--- Listed entries ---
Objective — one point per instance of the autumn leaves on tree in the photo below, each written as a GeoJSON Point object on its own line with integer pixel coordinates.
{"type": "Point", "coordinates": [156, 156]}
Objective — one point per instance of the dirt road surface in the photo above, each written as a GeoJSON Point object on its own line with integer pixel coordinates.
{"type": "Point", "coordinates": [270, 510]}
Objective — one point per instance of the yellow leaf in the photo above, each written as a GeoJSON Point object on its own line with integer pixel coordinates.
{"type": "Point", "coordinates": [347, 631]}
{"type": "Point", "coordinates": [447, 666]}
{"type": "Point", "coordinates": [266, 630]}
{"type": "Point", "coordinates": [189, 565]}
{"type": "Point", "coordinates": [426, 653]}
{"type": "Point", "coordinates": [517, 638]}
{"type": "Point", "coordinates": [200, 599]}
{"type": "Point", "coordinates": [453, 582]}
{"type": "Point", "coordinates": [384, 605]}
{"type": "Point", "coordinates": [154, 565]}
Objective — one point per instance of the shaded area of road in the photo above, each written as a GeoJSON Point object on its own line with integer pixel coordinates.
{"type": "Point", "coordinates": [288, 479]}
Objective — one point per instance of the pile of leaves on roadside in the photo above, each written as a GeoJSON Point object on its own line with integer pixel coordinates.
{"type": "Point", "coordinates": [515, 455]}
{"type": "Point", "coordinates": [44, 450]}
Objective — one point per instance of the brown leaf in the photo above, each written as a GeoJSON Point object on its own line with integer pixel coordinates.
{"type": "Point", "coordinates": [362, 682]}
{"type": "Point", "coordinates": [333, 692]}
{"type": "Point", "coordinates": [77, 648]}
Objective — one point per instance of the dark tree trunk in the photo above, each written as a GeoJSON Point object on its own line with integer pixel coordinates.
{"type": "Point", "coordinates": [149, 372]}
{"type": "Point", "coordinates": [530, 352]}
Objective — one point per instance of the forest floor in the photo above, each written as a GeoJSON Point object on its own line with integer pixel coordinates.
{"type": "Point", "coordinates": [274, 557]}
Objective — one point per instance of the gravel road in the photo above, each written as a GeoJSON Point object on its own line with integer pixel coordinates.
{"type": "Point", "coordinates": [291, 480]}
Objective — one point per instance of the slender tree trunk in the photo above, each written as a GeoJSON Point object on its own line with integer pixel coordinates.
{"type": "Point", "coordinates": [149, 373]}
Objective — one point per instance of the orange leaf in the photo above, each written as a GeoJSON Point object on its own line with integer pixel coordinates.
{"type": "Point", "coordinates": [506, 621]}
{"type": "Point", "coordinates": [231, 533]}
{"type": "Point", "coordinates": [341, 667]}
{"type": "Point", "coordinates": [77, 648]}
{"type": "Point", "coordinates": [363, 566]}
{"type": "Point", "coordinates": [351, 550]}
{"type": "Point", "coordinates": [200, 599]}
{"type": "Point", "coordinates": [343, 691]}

--- What is being asked ---
The whole listing above is to be restated word for word.

--- Task result ---
Objective — one point per instance of the autumn leaves on tree in the photo below, each written as a GeoJSON Point object on its own line with integer pixel coordinates.
{"type": "Point", "coordinates": [156, 156]}
Objective — one point per instance of the dirt road surface in the photo above, each written as a GeoJSON Point object on its own line with integer pixel coordinates.
{"type": "Point", "coordinates": [270, 510]}
Objective — one point per instance of the yellow leaf in the photo above, each written as a GeoJSON Point object on its own line with integer pixel coordinates.
{"type": "Point", "coordinates": [347, 631]}
{"type": "Point", "coordinates": [447, 666]}
{"type": "Point", "coordinates": [266, 630]}
{"type": "Point", "coordinates": [189, 565]}
{"type": "Point", "coordinates": [426, 653]}
{"type": "Point", "coordinates": [517, 638]}
{"type": "Point", "coordinates": [200, 599]}
{"type": "Point", "coordinates": [453, 582]}
{"type": "Point", "coordinates": [384, 605]}
{"type": "Point", "coordinates": [154, 565]}
Objective — one point per instance of the shaded area of road in the photo above, each written as a GeoJSON Point object on its own line with integer pixel coordinates.
{"type": "Point", "coordinates": [288, 479]}
Objective — one point per instance of the pile of leaves on roadside in the photo above, each written as a GeoJSON Point object on its own line with integer pixel coordinates.
{"type": "Point", "coordinates": [515, 455]}
{"type": "Point", "coordinates": [44, 450]}
Objective — one point per instance of the brown leaf in the photo above, each written as a GeoJSON Point object on its own line with integer pixel coordinates.
{"type": "Point", "coordinates": [362, 682]}
{"type": "Point", "coordinates": [333, 692]}
{"type": "Point", "coordinates": [77, 648]}
Objective — one point per instance of the dark tree trunk in the photo above, each written as a GeoJSON Point object on its own line with integer pixel coordinates.
{"type": "Point", "coordinates": [149, 372]}
{"type": "Point", "coordinates": [530, 352]}
Objective — one point per instance of the forest floor in the photo above, each written as a GeoJSON Point object on its own line with integer pixel coordinates.
{"type": "Point", "coordinates": [274, 557]}
Objective — one point per instance of the gravel road in the photo above, each written as a GeoJSON Point object on its own line with integer pixel coordinates.
{"type": "Point", "coordinates": [291, 480]}
Objective — one point per instance of the slender tree trunk in the photo above, each written as a GeoJSON Point object on its own line with integer pixel coordinates.
{"type": "Point", "coordinates": [149, 373]}
Objective — one point per instance of the orange leaf in the photo above, each written as a GeoJSON Point object on its own line with integer pixel coordinates.
{"type": "Point", "coordinates": [506, 621]}
{"type": "Point", "coordinates": [231, 533]}
{"type": "Point", "coordinates": [341, 667]}
{"type": "Point", "coordinates": [77, 648]}
{"type": "Point", "coordinates": [363, 566]}
{"type": "Point", "coordinates": [351, 550]}
{"type": "Point", "coordinates": [200, 599]}
{"type": "Point", "coordinates": [343, 691]}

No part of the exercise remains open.